> _DOCUMENT EXCERPT_:
- Theatrical release poster
- Directed by: Emilio Portes
- Written by: Emilio Portes
- Produced by: Alejandro García
- Starring: Joaquín Cosío; Eduardo España; Carlos Cobos; Ana Serradilla;
- Cinematography: Damian Garcia
- Distributed by: Las Producciones del Patrón Fidecine EFICINE 226 IMCINE
- Release date: 2011;
- Running time: 90 minutes
- Country: Mexico
- Language: Spanish

= Pastorela (film) =

Pastorela is a 2011 Mexican Christmas black comedy film directed by Emilio Portes and starring Joaquín Cosío, Eduardo España, Carlos Cobos and Ana Serradilla. It won the Ariel Award for Best Picture in 2012.

== Premise ==
The judicial agent of the federal police Jesús "Chucho" Juárez lives with his daughter Magdalena in the neighborhood of de San Miguel de Nenepilco, Mexico City, and annually plays the role of the devil in the parish pastorela organized by father Benito. When the deputy prosecutor is assassinated, Chucho gets occupied with the case and does not realize that father Benito has died of a heart attack while having sex with one of the nuns; and that the new priest, Edmundo Posadas, has decided not to include him in the pastorela, instead giving his role to Vulmaro, Chucho's compadre. After years of playing the devil, Chucho is not going to give up his role easily, so he will have to face off in a classic fight of good versus evil to claim his part in the play.

> _REQUIREMENT 1_: Using the Pastorela entry, decide whether each statement agrees with it. Answer yes or no and quote the deciding words. (a) The film runs 90 minutes. (b) Chucho lives with his son. (c) Father Benito dies of a heart attack.
> _REQUIREMENT 2_:
Answer these questions from the Pastorela entry.
(a) Who produced the film?
(b) What award did the film win in 2012?
(c) Who gets Chucho's role from the new priest?

> _MATERIAL_:
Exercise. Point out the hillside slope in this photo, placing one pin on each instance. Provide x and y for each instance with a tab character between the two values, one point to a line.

> _COMPLETE OUTPUT 1_:
(a) Yes: "Running time: 90 minutes"
(b) No: "lives with his daughter Magdalena"
(c) Yes: "father Benito has died of a heart attack"

> _COMPLETE OUTPUT 2_:
(a) Alejandro García
(b) The Ariel Award for Best Picture
(c) Vulmaro, Chucho's compadre